Gentile cited a recent study that found twice as many high school seniors in 2006 reported earning an A average as seniors in 1976. At the same time, fewer students said they did 15 or more hours of homework each week — meaning teens are getting better grades with less work.

It is here, though, that the case for runaway self-esteem grows murky. Have teens really changed that much? Or are they simply reflecting changes in the world around them?

Take the fixation on grades. Mitchell Levy, who just graduated from Deerfield High School, said he once enlisted his parents' help to try to change his mark in a Spanish class from an A-minus to an A. They argued that a student teacher had been unduly harsh and that the good scores Levy earned when the full-time instructor returned should have received more weight.

The school declined to change the grade, and Levy said he and his parents dropped their challenge. Looking back, he called the episode "a little bit ridiculous" but said college entrance requirements have become so competitive and student evaluations so generous that even a tiny blemish can be damaging.

"If grades were harshly done, then it would be OK to get a B. But because grades are so lightly done, it can put you at a disadvantage," said Levy, who, after being wait-listed at Harvard University, plans to attend the University of Chicago in the fall.

Or take entitlement.

Mike Greene, who as caddy superintendent employs 170 teens at Wheaton's Cantigny Golf, said some live in such material splendor that they have little motivation to work hard.

"There certainly are a lot of kids in this world who are very comfortable," he said. "I think that's dangerous. They need to be hungry for something."

But Heather Nicodemus, who has one son at Grayslake Central High School and two in college, sees it differently.

She said her boys have routinely quit sports, activities and even jobs they felt were unfulfilling. Though it is far different from the way Nicodemus was brought up — "My parents said, 'Hell no, we paid our $100 (registration fee), you're not quitting,'" she recalled — she found something admirable about their willingness to walk away.

"If they're going to work so hard to accomplish something, it should be something they love," she said, adding that her sons buckle down once they find an activity that interests them.

The ultimate problem with inflated self-esteem, Twenge said, is that it can end with a painful reckoning. Alex Ortiz knows what that feels like.
*****
● Activity list:
A – In the article on teen self-esteem, revise the passage starting at "The school declined" and ending at "to work hard.", putting "head caddie" in place of "caddy superintendent".
B – Answer these questions from the article on teen self-esteem:
(i) How did the number of seniors reporting an A average in 2006 compare with 1976, according to the study Gentile cited?
(ii) What change to his Spanish class mark did Mitchell Levy try to get?
(iii) How many teens does Mike Greene employ at Cantigny Golf?

● Material provided:
*****
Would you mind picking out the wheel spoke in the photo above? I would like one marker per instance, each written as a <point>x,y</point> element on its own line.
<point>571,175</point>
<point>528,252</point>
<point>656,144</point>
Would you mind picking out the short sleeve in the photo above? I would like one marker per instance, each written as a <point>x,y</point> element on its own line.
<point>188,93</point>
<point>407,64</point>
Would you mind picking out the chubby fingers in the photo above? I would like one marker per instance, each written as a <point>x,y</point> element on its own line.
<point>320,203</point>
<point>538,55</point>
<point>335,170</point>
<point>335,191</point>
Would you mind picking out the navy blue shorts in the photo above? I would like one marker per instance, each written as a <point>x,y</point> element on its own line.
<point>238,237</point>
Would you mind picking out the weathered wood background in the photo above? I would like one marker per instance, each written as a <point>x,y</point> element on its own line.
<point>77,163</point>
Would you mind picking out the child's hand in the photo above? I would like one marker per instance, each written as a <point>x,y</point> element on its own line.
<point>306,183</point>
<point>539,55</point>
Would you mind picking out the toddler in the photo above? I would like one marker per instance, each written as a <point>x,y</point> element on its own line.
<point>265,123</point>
*****
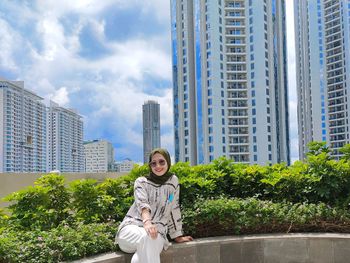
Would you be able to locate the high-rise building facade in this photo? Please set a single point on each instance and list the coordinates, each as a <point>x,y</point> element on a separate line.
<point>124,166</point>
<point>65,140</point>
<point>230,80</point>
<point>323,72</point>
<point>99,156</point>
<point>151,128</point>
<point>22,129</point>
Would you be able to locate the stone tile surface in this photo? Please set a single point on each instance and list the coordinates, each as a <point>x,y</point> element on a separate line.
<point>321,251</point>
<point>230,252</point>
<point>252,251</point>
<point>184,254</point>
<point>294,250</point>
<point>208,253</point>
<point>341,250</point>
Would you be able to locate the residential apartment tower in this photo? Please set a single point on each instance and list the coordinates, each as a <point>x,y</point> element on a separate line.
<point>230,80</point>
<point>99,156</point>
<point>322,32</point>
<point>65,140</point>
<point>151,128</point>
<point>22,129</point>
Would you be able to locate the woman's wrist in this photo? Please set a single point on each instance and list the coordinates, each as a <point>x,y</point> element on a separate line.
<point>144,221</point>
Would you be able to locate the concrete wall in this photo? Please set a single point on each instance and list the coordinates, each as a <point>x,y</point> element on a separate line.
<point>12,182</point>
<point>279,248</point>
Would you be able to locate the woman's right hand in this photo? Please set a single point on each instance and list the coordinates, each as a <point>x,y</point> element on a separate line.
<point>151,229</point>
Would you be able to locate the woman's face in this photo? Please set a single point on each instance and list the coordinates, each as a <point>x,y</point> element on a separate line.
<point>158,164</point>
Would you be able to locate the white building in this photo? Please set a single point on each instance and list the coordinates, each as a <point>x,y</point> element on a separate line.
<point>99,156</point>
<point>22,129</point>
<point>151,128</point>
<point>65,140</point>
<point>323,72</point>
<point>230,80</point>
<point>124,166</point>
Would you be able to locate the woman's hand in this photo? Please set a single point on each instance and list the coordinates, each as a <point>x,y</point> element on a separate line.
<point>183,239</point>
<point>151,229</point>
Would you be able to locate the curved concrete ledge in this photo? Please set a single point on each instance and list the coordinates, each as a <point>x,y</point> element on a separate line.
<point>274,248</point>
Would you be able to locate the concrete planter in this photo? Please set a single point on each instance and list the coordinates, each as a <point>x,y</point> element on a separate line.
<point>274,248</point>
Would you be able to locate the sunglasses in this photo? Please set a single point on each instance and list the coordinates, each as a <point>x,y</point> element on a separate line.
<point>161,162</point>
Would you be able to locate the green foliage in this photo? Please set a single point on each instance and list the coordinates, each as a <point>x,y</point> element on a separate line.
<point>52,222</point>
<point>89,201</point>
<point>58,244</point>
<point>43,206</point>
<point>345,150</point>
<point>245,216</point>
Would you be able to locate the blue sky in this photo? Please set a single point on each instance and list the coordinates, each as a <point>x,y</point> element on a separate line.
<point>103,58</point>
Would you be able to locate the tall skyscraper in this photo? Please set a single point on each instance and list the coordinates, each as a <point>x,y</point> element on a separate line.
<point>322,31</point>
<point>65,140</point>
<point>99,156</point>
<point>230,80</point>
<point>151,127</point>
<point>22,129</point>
*****
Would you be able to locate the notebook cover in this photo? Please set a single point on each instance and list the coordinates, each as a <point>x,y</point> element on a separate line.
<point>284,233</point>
*****
● Results:
A –
The school declined to change the grade, and Levy said he and his parents dropped their challenge. Looking back, he called the episode "a little bit ridiculous" but said college entrance requirements have become so competitive and student evaluations so generous that even a tiny blemish can be damaging.

"If grades were harshly done, then it would be OK to get a B. But because grades are so lightly done, it can put you at a disadvantage," said Levy, who, after being wait-listed at Harvard University, plans to attend the University of Chicago in the fall.

Or take entitlement.

Mike Greene, who as head caddie employs 170 teens at Wheaton's Cantigny Golf, said some live in such material splendor that they have little motivation to work hard.

B –
(i) Twice as many seniors reported an A average in 2006 as in 1976.
(ii) He tried to have it changed from an A-minus to an A.
(iii) 170.